Source records:

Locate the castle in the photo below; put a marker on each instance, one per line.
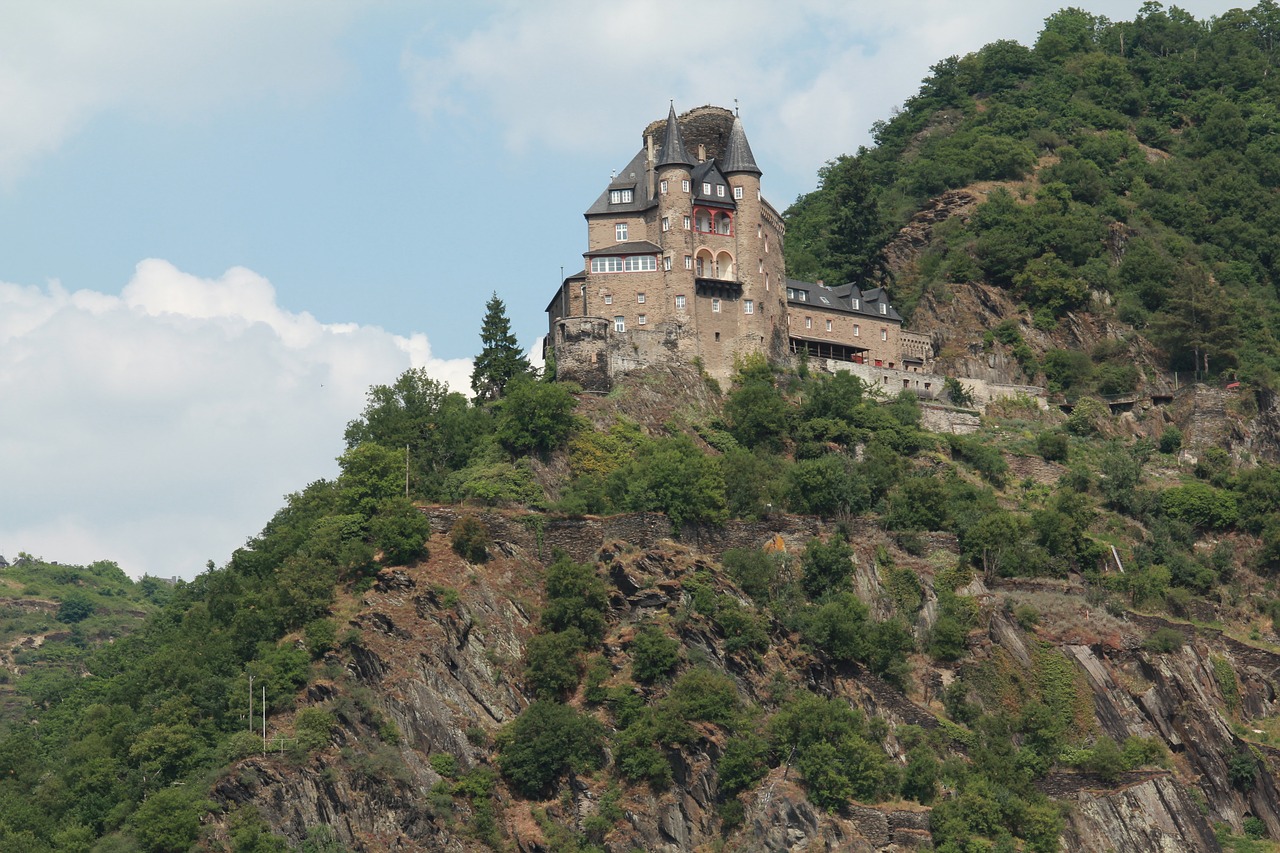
(684, 261)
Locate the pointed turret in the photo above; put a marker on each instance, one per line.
(737, 153)
(672, 144)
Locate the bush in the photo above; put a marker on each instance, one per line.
(314, 729)
(575, 598)
(544, 742)
(827, 566)
(553, 662)
(653, 655)
(1170, 439)
(470, 539)
(1052, 446)
(534, 416)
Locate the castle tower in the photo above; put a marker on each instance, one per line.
(684, 259)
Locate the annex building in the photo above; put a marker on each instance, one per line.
(684, 261)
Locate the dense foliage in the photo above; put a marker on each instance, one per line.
(1153, 149)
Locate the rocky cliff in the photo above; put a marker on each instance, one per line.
(430, 667)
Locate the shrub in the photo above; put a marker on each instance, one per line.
(470, 539)
(314, 729)
(1170, 439)
(534, 416)
(544, 742)
(827, 566)
(575, 598)
(400, 532)
(653, 655)
(553, 662)
(1052, 446)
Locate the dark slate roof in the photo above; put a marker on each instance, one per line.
(630, 247)
(709, 173)
(737, 154)
(631, 177)
(841, 299)
(673, 145)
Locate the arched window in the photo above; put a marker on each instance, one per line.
(725, 267)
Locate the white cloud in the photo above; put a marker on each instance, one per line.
(161, 427)
(62, 64)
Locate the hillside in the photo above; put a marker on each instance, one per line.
(791, 612)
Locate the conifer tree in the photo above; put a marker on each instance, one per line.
(499, 357)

**TASK TO CARRY OUT**
Copy out word for word the part of the records above that opens with the line containing "Locate the bush" and runs through the end of the records, including both of those ends.

**FINISHED EXERCISE**
Locate the bush in the photo above; put a marker on each instance, one per line.
(314, 729)
(575, 598)
(544, 742)
(827, 566)
(553, 662)
(653, 655)
(1170, 439)
(470, 539)
(1052, 446)
(534, 416)
Locate the castle tower in the photo above; put a marker on each instance, one per line.
(684, 259)
Locate the annex building in the photo above; put a marker on each instance, one per line.
(684, 261)
Locate the dense foliage in the photo above; put a marker on each instance, one per line.
(1153, 149)
Locate the rocky cliff in the photo above; put a marker on each instance, one per line.
(430, 667)
Locate the shrub in the photo above; put a marker on each instance, one per line.
(470, 539)
(314, 729)
(1170, 439)
(534, 416)
(544, 742)
(827, 566)
(575, 598)
(400, 532)
(653, 655)
(553, 662)
(1052, 446)
Locate the dark slate roof in the photo above; put a marker on each instance, one per line.
(630, 247)
(709, 173)
(737, 154)
(631, 177)
(841, 299)
(673, 145)
Locate the arched window in the photo above; put a marker on each instance, one per line.
(725, 267)
Locate the white cloud in the photo above; put a marker on each instance, one per line.
(161, 427)
(62, 64)
Locate the hillside in the photo above; put a marker on each instance, one per line.
(791, 612)
Locate the conifer tree in the photo above; put a marker on each instance, one per line.
(499, 357)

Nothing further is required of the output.